▶ **Verilen görev 1**
Aşağıdaki kayıtlarda "white" dizesini barındıran satırların tamamını listeleyin. Büyük-küçük harf farkı dikkate alınsın.

━━ Okunacak metin

SMK’nın temel amacı; marka, coğrafi işaret, tasarım, patent ve faydalı model gibi sınai mülkiyet haklarının korunmasını sağlayarak ülkenin teknolojik, ekonomik ve sosyal ilerlemesine katkıda bulunmaktır. Kanun, bu haklara ilişkin başvuru, tescil, tescil sonrası işlemleri ve hakların ihlaline yönelik hukuki ve cezai yaptırımları düzenlemektedir. Marka hakkı, genellikle tescil edilmesiyle başlar ve bu tescil, sahibine belirli bir coğrafi bölgede markayı kullanma ve koruma yetkisi verir. Hak sahibinin marka üzerindeki tekel hakkının ihlal edilmesi durumunda, marka sahibi, hukuki yollarla markanın kullanımını durdurma ve tazminat talep etme hakkına sahiptir.   

SMK ile sağlanan korumadan yararlanabilecek kişiler SMK Madde 3’te açıkça belirtilmiştir. Bunlar arasında Türkiye Cumhuriyeti vatandaşları, Türkiye Cumhuriyeti sınırları içinde yerleşim yeri olan veya sınai ya da ticari faaliyette bulunan gerçek veya tüzel kişiler ile Paris Sözleşmesi veya Dünya Ticaret Örgütü Kuruluş Anlaşması hükümleri dâhilinde başvuru hakkına sahip kişiler yer almaktadır. Karşılıklılık ilkesi uyarınca, Türkiye Cumhuriyeti uyruğundaki kişilere sınai mülkiyet hakkı koruması sağlayan devletlerin uyruğundaki kişiler de bu korumadan faydalanabilir.   

B. SMK 6769’un Getirdiği Temel Yenilikler (2017/2024 Odaklı)

━━━━
━━ Veri kümesi içeriği

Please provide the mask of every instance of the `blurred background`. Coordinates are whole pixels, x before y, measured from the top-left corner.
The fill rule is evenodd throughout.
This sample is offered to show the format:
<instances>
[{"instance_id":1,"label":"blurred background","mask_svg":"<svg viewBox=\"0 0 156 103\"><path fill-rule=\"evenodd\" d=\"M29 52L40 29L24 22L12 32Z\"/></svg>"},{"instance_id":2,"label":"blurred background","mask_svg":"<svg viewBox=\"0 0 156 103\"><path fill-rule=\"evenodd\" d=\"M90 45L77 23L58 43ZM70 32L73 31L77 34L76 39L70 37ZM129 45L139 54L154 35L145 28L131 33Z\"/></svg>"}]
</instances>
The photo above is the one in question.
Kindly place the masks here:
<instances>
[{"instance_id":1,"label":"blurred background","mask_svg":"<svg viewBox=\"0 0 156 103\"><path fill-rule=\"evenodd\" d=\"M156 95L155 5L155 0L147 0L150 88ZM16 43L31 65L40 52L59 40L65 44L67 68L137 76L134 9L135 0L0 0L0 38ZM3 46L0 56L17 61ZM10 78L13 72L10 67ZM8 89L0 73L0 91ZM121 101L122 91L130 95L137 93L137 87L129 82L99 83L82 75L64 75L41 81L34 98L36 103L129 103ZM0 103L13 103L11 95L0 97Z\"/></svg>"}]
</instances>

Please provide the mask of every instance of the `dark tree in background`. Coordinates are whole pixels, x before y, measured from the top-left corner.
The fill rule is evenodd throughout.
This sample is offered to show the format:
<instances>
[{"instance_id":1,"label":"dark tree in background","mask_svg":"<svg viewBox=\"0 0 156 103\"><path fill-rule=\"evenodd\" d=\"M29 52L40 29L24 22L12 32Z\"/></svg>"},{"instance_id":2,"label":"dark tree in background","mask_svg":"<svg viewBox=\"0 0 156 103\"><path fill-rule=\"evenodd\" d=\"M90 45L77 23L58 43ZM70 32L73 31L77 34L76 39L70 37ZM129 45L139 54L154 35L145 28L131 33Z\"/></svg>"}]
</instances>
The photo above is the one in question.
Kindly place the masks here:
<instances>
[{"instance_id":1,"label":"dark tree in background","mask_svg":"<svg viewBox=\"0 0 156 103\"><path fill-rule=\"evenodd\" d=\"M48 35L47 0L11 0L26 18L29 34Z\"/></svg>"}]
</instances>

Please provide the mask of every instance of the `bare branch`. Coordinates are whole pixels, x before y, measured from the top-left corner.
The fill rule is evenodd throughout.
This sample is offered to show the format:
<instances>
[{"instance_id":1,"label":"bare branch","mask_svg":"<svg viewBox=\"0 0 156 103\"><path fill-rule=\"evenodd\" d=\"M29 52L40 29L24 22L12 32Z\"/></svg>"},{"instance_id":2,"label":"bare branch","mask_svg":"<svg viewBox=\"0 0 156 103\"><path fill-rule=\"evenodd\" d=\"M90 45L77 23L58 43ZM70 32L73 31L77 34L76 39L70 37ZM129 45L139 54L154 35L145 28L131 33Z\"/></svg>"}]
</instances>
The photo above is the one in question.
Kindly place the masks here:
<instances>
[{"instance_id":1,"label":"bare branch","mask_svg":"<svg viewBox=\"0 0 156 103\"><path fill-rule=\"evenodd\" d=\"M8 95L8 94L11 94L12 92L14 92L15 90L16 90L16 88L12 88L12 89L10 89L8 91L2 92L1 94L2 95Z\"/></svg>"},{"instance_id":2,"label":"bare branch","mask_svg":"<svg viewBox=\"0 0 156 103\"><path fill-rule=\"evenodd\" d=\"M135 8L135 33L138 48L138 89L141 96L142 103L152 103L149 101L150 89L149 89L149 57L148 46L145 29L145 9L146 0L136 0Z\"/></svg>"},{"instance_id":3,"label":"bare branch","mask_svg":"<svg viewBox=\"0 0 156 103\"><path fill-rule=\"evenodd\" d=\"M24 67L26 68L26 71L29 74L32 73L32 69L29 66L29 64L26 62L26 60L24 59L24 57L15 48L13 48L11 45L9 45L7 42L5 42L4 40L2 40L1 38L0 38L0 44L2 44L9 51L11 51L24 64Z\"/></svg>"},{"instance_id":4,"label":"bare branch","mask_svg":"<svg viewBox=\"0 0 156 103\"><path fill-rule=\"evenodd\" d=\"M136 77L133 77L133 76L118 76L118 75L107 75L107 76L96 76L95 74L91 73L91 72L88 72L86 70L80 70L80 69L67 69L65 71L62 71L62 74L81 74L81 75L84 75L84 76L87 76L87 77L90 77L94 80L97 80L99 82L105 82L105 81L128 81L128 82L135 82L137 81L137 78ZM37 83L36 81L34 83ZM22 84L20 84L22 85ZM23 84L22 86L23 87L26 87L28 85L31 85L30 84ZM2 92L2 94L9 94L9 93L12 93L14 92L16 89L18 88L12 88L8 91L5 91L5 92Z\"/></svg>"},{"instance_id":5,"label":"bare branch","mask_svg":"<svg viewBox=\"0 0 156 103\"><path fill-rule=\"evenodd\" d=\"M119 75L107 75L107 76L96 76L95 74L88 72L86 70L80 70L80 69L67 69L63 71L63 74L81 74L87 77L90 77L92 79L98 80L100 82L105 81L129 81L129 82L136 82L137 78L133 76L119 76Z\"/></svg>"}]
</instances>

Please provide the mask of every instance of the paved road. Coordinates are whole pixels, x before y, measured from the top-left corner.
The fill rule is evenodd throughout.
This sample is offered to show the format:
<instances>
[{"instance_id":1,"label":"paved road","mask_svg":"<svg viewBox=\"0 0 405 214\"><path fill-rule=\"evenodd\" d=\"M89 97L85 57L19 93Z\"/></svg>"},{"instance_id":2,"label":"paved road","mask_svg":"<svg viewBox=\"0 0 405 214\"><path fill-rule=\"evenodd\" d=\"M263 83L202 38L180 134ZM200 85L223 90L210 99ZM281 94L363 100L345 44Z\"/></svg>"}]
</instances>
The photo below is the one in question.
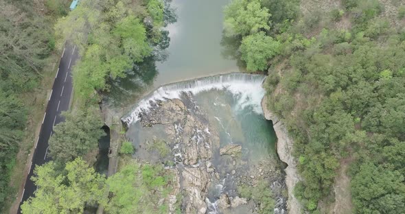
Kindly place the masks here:
<instances>
[{"instance_id":1,"label":"paved road","mask_svg":"<svg viewBox=\"0 0 405 214\"><path fill-rule=\"evenodd\" d=\"M41 165L49 160L47 156L48 140L52 134L54 126L64 120L60 112L69 109L73 88L71 71L78 58L78 51L76 46L67 45L61 56L58 73L52 86L52 92L49 97L48 106L43 119L39 137L36 142L34 157L24 185L20 206L28 198L33 196L36 189L36 187L30 179L34 174L34 169L36 166ZM21 213L20 207L19 207L18 213Z\"/></svg>"}]
</instances>

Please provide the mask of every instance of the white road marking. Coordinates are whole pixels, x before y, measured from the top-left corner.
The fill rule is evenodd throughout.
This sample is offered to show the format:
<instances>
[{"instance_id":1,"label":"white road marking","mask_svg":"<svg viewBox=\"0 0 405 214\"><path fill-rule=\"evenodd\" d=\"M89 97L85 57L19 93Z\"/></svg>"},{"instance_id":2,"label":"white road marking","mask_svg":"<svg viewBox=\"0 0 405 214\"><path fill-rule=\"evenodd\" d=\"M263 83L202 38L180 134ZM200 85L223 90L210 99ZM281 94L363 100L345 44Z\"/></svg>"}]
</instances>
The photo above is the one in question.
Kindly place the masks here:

━━━━

▶ **Verilen görev 2**
Sınai mülkiyet metninde "SMK ile sağlanan" ile başlayıp "Yenilikler (2017/2024 Odaklı)" ile biten bölümü aynen geri döndürün.

▶ **Eksiksiz yanıt 1**
Please provide the mask of every instance of the white road marking. Coordinates are whole pixels, x before y, measured from the top-left corner.
[{"instance_id":1,"label":"white road marking","mask_svg":"<svg viewBox=\"0 0 405 214\"><path fill-rule=\"evenodd\" d=\"M89 97L85 57L19 93Z\"/></svg>"},{"instance_id":2,"label":"white road marking","mask_svg":"<svg viewBox=\"0 0 405 214\"><path fill-rule=\"evenodd\" d=\"M263 83L202 38L180 134ZM200 85L223 90L210 99ZM281 94L363 100L345 44Z\"/></svg>"}]

▶ **Eksiksiz yanıt 2**
SMK ile sağlanan korumadan yararlanabilecek kişiler SMK Madde 3’te açıkça belirtilmiştir. Bunlar arasında Türkiye Cumhuriyeti vatandaşları, Türkiye Cumhuriyeti sınırları içinde yerleşim yeri olan veya sınai ya da ticari faaliyette bulunan gerçek veya tüzel kişiler ile Paris Sözleşmesi veya Dünya Ticaret Örgütü Kuruluş Anlaşması hükümleri dâhilinde başvuru hakkına sahip kişiler yer almaktadır. Karşılıklılık ilkesi uyarınca, Türkiye Cumhuriyeti uyruğundaki kişilere sınai mülkiyet hakkı koruması sağlayan devletlerin uyruğundaki kişiler de bu korumadan faydalanabilir.   

B. SMK 6769’un Getirdiği Temel Yenilikler (2017/2024 Odaklı)